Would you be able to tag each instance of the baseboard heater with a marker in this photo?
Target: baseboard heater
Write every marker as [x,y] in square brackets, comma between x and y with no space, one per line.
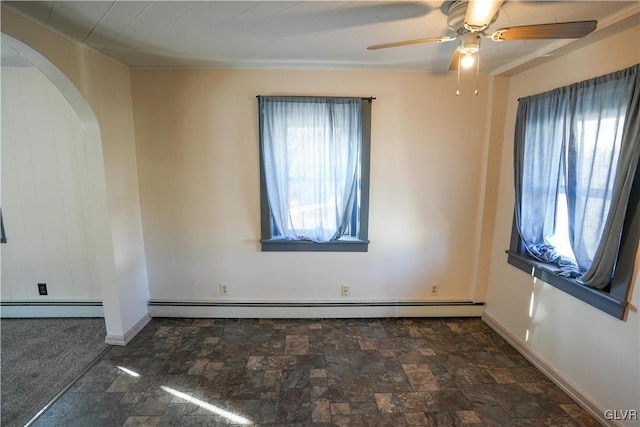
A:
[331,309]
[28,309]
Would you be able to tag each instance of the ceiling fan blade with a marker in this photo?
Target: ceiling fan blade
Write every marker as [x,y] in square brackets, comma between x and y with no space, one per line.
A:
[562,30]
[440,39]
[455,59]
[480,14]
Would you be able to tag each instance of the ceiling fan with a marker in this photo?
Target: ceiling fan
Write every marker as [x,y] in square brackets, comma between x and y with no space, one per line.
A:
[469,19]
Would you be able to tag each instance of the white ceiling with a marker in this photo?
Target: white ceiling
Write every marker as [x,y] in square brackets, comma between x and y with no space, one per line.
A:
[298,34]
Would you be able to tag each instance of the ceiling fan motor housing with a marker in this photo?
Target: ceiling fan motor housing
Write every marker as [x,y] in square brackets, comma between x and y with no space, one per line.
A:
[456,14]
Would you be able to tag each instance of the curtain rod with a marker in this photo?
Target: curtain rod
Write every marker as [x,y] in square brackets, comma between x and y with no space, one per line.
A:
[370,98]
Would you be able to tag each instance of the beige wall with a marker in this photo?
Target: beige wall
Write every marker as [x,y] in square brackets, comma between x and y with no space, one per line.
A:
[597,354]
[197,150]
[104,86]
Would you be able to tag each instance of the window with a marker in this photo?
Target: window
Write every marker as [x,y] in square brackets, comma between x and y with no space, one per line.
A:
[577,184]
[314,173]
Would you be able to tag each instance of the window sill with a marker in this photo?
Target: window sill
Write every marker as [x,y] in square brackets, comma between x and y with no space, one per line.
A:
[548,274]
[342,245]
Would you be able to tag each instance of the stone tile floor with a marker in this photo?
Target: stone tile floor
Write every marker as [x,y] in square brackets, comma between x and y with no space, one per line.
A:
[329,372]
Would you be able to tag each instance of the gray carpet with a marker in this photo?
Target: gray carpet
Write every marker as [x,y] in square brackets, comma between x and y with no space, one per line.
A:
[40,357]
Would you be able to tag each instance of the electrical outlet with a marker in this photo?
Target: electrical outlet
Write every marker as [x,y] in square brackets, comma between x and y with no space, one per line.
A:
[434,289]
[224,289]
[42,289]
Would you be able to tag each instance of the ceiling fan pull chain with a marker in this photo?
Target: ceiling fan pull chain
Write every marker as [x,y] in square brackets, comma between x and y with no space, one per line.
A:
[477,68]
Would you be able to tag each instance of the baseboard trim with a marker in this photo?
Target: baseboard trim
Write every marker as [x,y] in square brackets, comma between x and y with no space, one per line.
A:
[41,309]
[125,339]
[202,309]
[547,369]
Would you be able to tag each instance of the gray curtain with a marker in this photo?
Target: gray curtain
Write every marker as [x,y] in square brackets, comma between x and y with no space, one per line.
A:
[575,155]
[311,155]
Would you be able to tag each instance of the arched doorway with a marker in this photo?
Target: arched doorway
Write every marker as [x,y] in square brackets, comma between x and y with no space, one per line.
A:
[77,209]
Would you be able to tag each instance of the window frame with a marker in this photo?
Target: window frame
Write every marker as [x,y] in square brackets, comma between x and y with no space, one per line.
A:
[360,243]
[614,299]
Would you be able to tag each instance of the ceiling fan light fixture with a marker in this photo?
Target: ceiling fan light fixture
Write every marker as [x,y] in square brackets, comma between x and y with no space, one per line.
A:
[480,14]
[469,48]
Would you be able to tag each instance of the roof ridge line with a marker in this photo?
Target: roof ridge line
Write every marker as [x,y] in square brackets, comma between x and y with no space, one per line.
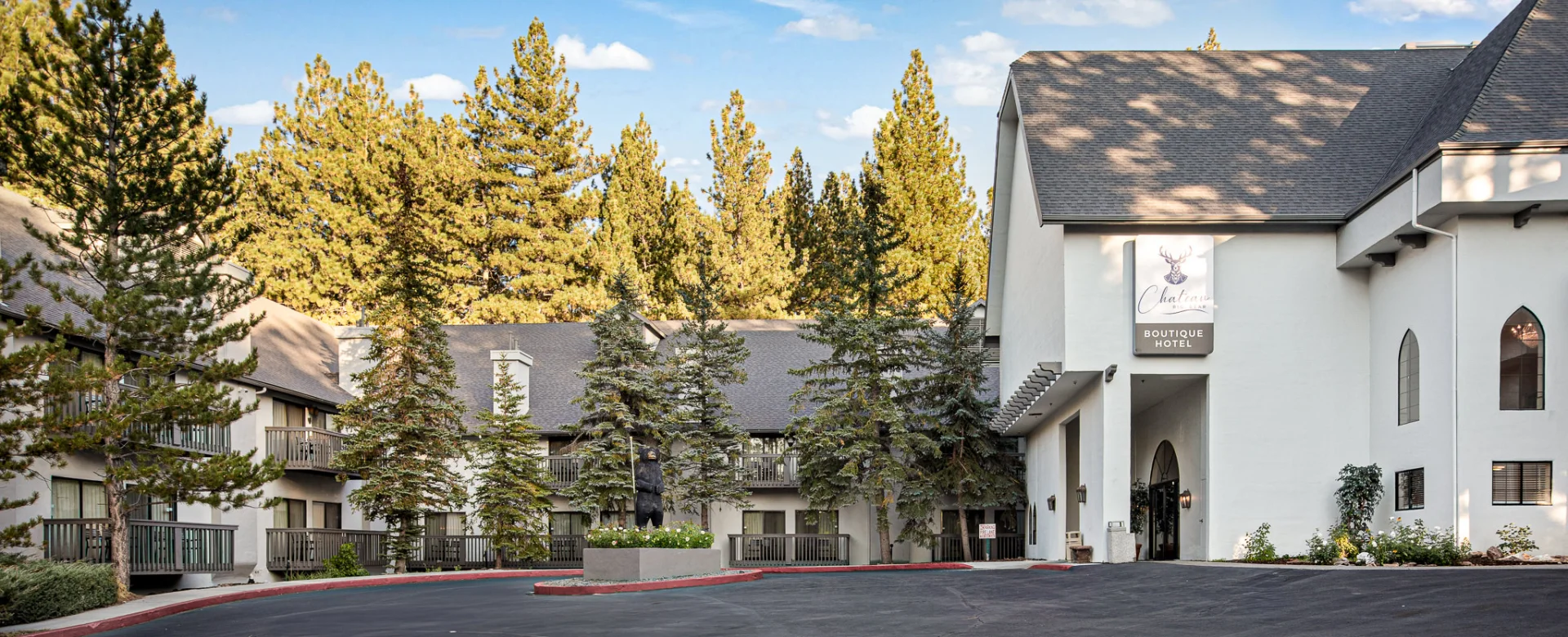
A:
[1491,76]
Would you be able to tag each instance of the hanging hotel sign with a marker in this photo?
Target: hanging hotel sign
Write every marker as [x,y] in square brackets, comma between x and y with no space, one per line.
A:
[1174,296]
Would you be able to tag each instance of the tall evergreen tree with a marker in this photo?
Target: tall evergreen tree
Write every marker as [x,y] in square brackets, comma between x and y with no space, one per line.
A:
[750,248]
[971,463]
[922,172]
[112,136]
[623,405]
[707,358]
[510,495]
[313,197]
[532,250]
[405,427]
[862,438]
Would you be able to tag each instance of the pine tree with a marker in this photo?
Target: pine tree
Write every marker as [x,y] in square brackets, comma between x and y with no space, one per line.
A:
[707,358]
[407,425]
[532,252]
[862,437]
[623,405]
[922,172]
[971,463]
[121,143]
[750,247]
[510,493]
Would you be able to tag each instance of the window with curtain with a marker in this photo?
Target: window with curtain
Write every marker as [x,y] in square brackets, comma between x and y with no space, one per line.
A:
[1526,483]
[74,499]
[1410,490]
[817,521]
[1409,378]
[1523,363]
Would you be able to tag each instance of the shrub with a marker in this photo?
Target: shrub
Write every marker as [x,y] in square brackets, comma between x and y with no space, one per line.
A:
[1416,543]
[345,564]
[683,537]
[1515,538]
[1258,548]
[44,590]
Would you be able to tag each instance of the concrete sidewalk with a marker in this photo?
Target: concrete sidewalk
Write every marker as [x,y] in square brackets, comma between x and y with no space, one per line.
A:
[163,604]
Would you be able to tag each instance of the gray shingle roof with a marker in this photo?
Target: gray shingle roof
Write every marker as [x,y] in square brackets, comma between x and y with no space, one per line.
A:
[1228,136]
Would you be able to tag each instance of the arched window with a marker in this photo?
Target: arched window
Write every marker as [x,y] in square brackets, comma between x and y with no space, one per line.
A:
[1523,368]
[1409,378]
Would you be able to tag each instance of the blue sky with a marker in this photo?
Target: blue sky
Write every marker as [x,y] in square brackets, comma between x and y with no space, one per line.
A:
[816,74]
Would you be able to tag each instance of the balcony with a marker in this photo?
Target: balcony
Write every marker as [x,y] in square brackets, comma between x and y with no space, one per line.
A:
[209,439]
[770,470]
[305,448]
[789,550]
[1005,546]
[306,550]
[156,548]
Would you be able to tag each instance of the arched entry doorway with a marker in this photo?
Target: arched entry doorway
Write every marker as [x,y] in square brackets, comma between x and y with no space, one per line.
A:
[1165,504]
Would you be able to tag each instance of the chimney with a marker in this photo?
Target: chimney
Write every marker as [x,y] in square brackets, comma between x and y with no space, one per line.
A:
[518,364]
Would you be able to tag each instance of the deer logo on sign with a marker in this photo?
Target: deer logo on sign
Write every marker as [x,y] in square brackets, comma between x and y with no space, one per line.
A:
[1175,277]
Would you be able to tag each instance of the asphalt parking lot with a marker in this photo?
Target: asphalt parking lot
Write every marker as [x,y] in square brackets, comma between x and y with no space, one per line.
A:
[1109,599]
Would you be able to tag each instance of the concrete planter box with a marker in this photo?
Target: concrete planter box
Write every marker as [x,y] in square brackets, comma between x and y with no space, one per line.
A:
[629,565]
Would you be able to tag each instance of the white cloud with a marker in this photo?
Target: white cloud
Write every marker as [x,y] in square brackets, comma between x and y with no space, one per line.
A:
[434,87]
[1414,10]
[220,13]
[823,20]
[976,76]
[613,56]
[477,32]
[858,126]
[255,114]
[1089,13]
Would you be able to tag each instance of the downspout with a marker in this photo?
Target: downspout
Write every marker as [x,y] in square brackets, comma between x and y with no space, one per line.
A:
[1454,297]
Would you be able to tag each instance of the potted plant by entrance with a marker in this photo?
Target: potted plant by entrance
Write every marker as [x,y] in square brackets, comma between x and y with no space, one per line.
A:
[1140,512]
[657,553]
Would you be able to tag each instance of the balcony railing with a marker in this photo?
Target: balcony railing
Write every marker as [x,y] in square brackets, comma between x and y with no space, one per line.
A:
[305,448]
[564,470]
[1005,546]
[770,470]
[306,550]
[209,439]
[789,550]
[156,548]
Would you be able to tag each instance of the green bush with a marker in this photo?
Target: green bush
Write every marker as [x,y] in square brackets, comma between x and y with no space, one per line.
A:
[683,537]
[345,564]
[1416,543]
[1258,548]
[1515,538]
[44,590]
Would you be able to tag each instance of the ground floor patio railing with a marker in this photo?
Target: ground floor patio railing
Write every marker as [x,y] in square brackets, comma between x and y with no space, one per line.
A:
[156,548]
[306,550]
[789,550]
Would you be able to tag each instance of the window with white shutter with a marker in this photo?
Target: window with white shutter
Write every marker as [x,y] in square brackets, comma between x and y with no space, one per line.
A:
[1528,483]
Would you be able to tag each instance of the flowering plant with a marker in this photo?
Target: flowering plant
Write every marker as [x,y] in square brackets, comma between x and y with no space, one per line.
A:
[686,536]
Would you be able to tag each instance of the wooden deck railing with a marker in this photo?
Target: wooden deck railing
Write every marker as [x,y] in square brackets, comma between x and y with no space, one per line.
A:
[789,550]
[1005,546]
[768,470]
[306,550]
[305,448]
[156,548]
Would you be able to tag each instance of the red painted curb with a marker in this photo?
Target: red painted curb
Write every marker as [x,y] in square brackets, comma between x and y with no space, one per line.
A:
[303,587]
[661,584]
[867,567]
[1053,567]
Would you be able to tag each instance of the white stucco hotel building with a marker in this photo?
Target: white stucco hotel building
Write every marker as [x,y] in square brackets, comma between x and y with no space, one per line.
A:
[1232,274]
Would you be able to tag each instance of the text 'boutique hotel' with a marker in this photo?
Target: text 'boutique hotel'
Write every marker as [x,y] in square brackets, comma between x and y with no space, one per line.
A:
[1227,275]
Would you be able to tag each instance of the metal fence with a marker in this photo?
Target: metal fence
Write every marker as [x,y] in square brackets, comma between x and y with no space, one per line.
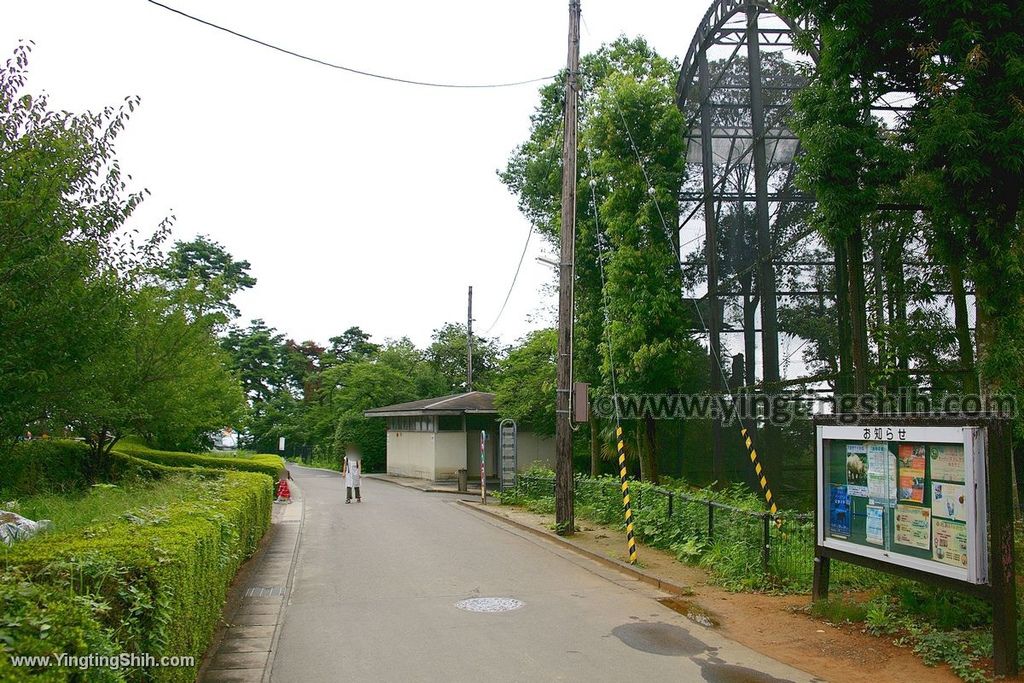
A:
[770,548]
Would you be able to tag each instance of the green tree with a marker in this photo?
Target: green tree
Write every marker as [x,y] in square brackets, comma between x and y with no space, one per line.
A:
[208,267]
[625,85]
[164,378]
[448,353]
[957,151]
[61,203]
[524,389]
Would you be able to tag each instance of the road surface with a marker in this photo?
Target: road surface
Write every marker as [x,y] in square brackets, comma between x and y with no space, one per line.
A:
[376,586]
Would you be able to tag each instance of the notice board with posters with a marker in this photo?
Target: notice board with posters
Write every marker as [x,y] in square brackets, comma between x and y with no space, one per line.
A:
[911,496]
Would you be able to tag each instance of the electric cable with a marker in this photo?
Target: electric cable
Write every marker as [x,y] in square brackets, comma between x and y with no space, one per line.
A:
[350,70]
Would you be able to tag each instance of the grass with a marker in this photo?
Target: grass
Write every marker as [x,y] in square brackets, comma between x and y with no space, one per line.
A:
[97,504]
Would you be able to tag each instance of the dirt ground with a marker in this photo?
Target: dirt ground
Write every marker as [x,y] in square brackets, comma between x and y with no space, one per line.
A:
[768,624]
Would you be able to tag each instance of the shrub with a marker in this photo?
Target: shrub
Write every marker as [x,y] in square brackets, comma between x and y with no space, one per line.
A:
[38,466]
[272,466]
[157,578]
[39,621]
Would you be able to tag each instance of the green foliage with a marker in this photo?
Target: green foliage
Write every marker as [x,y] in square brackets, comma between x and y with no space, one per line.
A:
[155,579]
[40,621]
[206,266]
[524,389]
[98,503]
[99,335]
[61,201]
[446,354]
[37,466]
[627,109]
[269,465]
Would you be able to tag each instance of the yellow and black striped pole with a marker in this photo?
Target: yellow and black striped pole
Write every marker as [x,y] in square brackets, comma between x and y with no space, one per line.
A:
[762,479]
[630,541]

============================================================

What is being asked —
Reproduce every line above that contains the string "curb".

Result below —
Would you be able to tag each instance of the red painted curb with a marker in this photo?
Target: red painted curb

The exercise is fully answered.